• [Instructions]
1) Answer these questions from the article about Annette Prieto below.
(a) In what year did her family immigrate from Cuba?
(b) Which social media platform is her capstone project focused on?
(c) What is her hometown?
2) Carry on the article below about Annette Prieto's biodefense studies from its last sentence.

• [Document section]
"""

Are the effects of anti-vaccination attitudes perpetuated by social media platforms? Annette Prieto, a Master’s in Biodefense student at the Schar School of Policy and Government at George Mason University, set out to find out.
Prieto was the first in her family to be born in the United States after her family immigrated from Cuba in 1989. Her passion for biosecurity led her to the path of public service. “I have always had an interest in the spread and containment of infectious diseases,” she said.
“For my capstone project, I am taking a look at the viral spread of anti-vaccination attitudes on social media—specifically Twitter,” said Prieto. “I’m trying to see if [posters’] speech increases fear of vaccines.”
Prieto is collecting original tweets and analyzing the reactions in Twitter replies. She is using social media tracking software to create a data set of tweets and organizing the data based on whether or not the tweet author views vaccines in a positive or negative light.
“So far, it looks like Twitter is not spreading rhetoric as significantly as expected,” she said. “One tweet pushing anti-vaccination speech has many more replies contradicting them.”
While studying microbiology and immunology in her hometown of Miami, Fla., Prieto found herself wanting to learn more about biodefense. “I became interested in biodefense once I heard about infectious diseases being used in terror attacks,” she said. “In one of my classes, there was a single slide discussing bioterrorism, and after learning more, I knew I wanted to explore further.
“I chose to continue my education at the Schar School, because the program offered biodefense, security studies, and global health security,” she said. “The classes cover accidental biothreats, natural events, and intentional acts of bioterrorism.”

"""

• [Exercise data]
"""

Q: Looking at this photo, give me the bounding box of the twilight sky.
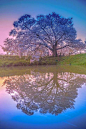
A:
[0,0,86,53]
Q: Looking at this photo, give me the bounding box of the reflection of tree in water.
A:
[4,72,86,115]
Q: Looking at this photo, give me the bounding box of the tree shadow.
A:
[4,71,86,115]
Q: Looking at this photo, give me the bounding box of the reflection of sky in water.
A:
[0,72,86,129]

"""
"""

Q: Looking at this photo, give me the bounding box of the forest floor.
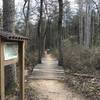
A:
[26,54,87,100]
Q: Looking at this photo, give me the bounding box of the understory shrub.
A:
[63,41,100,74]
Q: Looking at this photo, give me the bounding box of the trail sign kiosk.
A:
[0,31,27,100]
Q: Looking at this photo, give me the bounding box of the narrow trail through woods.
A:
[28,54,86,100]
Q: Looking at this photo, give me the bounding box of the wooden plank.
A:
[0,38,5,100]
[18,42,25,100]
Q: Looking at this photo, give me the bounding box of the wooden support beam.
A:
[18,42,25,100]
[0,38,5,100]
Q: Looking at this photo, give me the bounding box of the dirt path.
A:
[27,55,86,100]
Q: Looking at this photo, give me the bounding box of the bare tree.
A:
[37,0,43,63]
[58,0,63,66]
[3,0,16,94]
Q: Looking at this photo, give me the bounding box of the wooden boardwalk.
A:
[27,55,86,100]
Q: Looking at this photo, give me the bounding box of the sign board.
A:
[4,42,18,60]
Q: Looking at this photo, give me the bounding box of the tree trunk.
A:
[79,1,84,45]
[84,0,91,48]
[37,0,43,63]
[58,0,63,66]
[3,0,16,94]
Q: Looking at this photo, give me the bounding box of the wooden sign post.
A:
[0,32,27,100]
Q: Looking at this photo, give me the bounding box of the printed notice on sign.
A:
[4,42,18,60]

"""

• [Task answers]
1)
(a) 1989
(b) Twitter
(c) Miami, Fla.

2)
While Prieto chose the Schar School for the wide array of curriculum, she was also drawn in by the impressive faculty. For instance, associate professor and Senior Fellow at the Cato Institute A. Trevor Thrall “has no problem telling students what works and doesn’t work," she said. “He keeps the class up to date on his research and current events.”
“Annette Prieto is a great example of the intellectual ambition and concern for public policy you see in the biodefense program here at the Schar School,” said Thrall, who has led a student-conducted investigation of social media’s use in campaign fundraising.
“Annette’s capstone project investigates an important new source of anti-vaccination rhetoric: social media. Her project both helps explain why the anti-vaccination movement is gaining traction and provides public health officials a better understanding of what a successful communication campaign will have to look like.”
After graduation in May of 2019, Prieto plans to spend a few years working in biosecurity before returning to the Schar School for a PhD in Biodefense or a related field.